Aim of the exercise ▸ Please give all of the data again, character for character, and drop the pictures.

=======

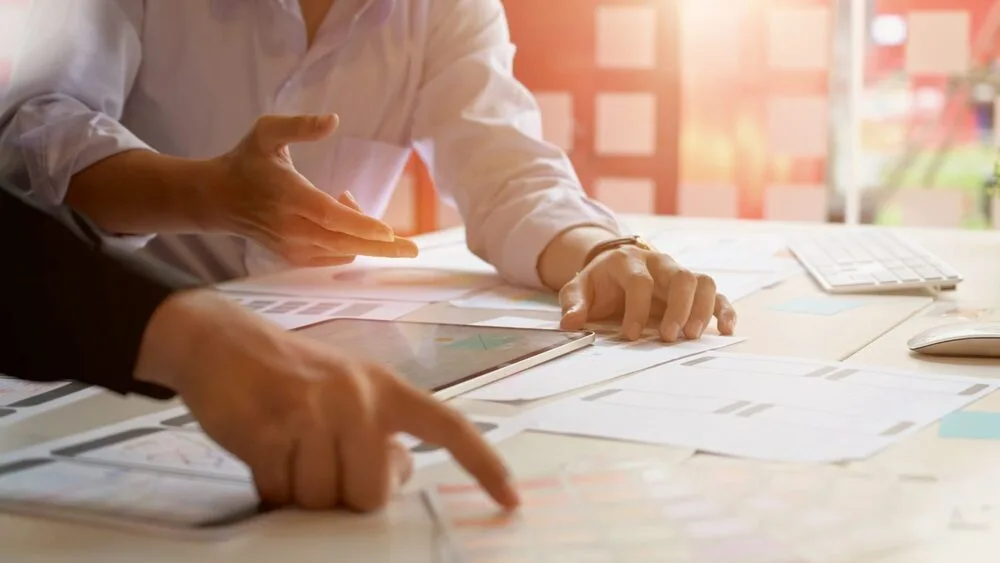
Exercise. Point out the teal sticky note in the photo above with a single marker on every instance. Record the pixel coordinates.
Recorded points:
(818, 306)
(971, 425)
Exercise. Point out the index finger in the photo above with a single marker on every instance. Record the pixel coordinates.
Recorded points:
(426, 418)
(327, 212)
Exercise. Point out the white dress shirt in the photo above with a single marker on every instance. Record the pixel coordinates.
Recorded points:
(189, 77)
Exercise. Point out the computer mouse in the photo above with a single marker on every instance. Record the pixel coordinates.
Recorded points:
(975, 339)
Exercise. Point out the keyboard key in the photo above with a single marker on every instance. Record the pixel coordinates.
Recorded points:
(885, 276)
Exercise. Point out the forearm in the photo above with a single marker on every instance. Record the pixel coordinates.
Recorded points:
(563, 257)
(143, 192)
(71, 309)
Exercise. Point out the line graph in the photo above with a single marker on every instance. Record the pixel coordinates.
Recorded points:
(134, 493)
(188, 452)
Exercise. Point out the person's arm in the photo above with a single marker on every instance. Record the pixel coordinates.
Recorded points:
(71, 306)
(60, 132)
(479, 130)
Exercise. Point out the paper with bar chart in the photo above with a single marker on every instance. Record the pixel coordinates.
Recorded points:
(767, 408)
(23, 399)
(294, 312)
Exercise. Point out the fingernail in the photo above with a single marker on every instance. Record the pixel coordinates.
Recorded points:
(406, 252)
(672, 331)
(634, 330)
(511, 497)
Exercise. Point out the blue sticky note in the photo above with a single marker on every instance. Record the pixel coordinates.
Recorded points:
(971, 425)
(818, 306)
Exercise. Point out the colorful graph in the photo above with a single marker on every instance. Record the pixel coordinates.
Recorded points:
(181, 451)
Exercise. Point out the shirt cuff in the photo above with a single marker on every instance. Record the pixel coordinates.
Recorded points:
(73, 141)
(560, 211)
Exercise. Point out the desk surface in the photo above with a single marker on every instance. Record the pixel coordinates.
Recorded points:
(875, 334)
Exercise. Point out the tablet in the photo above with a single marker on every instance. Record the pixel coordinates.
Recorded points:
(174, 504)
(447, 359)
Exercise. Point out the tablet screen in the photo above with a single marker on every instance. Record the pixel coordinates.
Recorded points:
(436, 356)
(144, 496)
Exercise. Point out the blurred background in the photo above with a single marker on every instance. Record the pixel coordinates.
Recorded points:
(741, 108)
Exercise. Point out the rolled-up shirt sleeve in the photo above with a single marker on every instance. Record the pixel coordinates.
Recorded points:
(479, 130)
(67, 92)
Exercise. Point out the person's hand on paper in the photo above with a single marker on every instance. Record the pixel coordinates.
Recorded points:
(262, 197)
(315, 425)
(640, 284)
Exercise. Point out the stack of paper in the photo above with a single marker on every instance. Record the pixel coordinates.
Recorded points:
(438, 274)
(778, 409)
(23, 399)
(641, 511)
(608, 358)
(293, 312)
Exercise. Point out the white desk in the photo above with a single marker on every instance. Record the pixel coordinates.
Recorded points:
(873, 334)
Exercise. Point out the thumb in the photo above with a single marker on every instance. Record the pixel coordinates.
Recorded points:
(401, 464)
(575, 302)
(272, 132)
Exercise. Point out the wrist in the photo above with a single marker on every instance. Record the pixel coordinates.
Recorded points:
(175, 337)
(567, 253)
(210, 206)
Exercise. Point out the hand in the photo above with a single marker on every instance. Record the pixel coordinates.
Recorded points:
(639, 284)
(263, 198)
(315, 425)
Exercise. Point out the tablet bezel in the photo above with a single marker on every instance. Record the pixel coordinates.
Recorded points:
(580, 339)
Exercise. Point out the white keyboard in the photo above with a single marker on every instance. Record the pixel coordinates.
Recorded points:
(867, 261)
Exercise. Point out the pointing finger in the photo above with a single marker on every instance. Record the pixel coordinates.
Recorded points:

=======

Response ▸
Exercise. Point out the teal sticky note in the photo above with a single marker on every instance. Record the pixel coordinates.
Recorded points:
(818, 306)
(971, 425)
Exercise. Point out the index finger in the photo above with a single marker on every instance. Record the pixel coordinates.
Recorded points:
(426, 418)
(327, 212)
Exercise. Point out the white dress shirt in the photo above with a single marker on every instance. Record the pixel coordinates.
Recorded points:
(189, 77)
Exercise. Point out the computer mouse in the photo above with a single marker on every instance. Record the pixel coordinates.
Recorded points:
(975, 339)
Exercise. Point out the keyboard key in the photo above with a single marker on every instance. Record the pixel coordinates.
Recorded points:
(885, 276)
Exercise. Point out the forearm in the photo above with a single marker on every instance. Record the pixel coordinates.
Recorded points:
(563, 257)
(143, 192)
(71, 309)
Exercise. Point out the line graph in the photo above with a single marker on every instance. Record the pixel coordinates.
Recorded points:
(134, 493)
(188, 452)
Exercise. Point out the person's arm in the photo above with a single marker on every instance. Record the pixel coordinates.
Recorded points:
(71, 306)
(60, 132)
(479, 130)
Exercise. Point out the paper with bar chart in the photo above with a single marker on every instance. Record the pixel coordinates.
Recorded points:
(767, 408)
(23, 399)
(294, 312)
Exercise. Point out the fingernail in the photo above with a single marker on every instance. Record the pixel coordinates.
Recorded points:
(406, 252)
(672, 331)
(634, 330)
(511, 497)
Exercise. Point out the blue sticky note in the photo above with a single marker on every instance. Record the pixel coordinates.
Recorded points:
(971, 425)
(818, 306)
Exercise. Point out the colorful graph in the photo above with a single marker on every instance. Record the pixel coordinates.
Recorded points:
(181, 451)
Exercise. Point out the shirt cuff in the photo above with a single marker on every instance. Record the pixel coordinates.
Recorded points:
(73, 141)
(560, 211)
Exercise. Point out the desk surface in the photo above with a single marker on every instance. Record the pixel coordinates.
Recorded points:
(875, 334)
Exercise. Point out the tablet in the photo above with a single marker on every instance. Record the pixel coordinates.
Recorded points:
(174, 504)
(447, 359)
Exercise. Point out the tablet screen in the photo above with a single marker on every instance. Record the pixel coordinates.
Recorded points:
(436, 356)
(144, 496)
Exercise. Point out the blurred background in the photo above with a single marker on every instance. Record the pixel coordinates.
Recorded points:
(741, 108)
Exercise. Point out the rolled-up shirt sleeve in the photo above with a single marker on every instance. Record the pixel coordinates.
Recorded points:
(479, 130)
(67, 92)
Exercise. Point out the person's hand on paper in the photo above with a single marker on every instance. Record the pixel coordinates.
Recorded points:
(262, 197)
(315, 425)
(640, 284)
Exercise. Point out the stack of paper in the photo above with a single marker on every instance. Record the pixel coordinates.
Recorded points:
(438, 274)
(778, 409)
(23, 399)
(641, 511)
(608, 358)
(293, 312)
Exercise. Point out the white desk in the photo above with a single marker on every instance. Record the pixel coordinates.
Recorded points:
(873, 334)
Exercise. Point out the thumb in the photo above with a single marker on every instance. Record the pixel coordinates.
Recorded points:
(401, 464)
(575, 302)
(272, 132)
Exercise. Point out the wrist in the photo above with a single marker on every instance. Record the pixel coordinates.
Recorded points:
(175, 337)
(567, 253)
(210, 206)
Exercise. Point out the hand in the photo above with a single marker on every instance. Record the pixel coordinates.
Recorded points:
(639, 284)
(263, 198)
(315, 425)
Exercise. Point out the tablet bezel in the photo above with a single marker on every instance. Record the pixel coordinates.
Recorded points:
(580, 339)
Exercise. Point out the white keyboard in the photo above with a single marker on every instance. Record the pixel coordinates.
Recorded points:
(867, 261)
Exercise. Point out the pointing finger in the photo above with a single marker on every instance. Record the pixel coordinates.
Recorded points:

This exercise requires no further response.